#### ACTIVITY
Collect from the data below each line with "fields".

START DATASET RECORDS

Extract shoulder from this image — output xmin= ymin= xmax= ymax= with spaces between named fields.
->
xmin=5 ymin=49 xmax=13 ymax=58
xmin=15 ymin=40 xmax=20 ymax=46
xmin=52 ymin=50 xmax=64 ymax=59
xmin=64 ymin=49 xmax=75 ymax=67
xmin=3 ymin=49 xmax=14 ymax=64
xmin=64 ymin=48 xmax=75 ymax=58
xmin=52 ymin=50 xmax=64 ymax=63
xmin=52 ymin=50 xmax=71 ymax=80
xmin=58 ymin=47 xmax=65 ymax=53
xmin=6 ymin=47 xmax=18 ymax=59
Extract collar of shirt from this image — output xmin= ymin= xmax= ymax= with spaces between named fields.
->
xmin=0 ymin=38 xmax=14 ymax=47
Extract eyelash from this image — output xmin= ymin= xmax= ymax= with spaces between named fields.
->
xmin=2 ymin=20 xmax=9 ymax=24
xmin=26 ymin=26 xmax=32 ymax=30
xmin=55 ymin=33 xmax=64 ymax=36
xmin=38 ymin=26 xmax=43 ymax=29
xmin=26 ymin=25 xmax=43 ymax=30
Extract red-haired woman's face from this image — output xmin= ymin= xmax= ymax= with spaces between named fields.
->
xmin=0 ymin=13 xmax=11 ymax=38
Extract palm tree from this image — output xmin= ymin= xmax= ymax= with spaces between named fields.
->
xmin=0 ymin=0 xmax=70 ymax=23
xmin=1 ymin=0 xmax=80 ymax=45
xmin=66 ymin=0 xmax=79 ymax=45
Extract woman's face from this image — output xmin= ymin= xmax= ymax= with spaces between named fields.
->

END DATASET RECORDS

#### RESULT
Extract shoulder from this image — output xmin= ymin= xmax= ymax= with spaces between named fields.
Extract collar of shirt from this image — output xmin= ymin= xmax= ymax= with spaces between named fields.
Extract eyelash from this image — output xmin= ymin= xmax= ymax= with spaces between named fields.
Extract red-haired woman's face from this image — output xmin= ymin= xmax= ymax= with spaces between named fields.
Extract palm tree from this image — output xmin= ymin= xmax= ymax= with spaces between named fields.
Extract woman's face from this image — output xmin= ymin= xmax= ymax= with spaces between named fields.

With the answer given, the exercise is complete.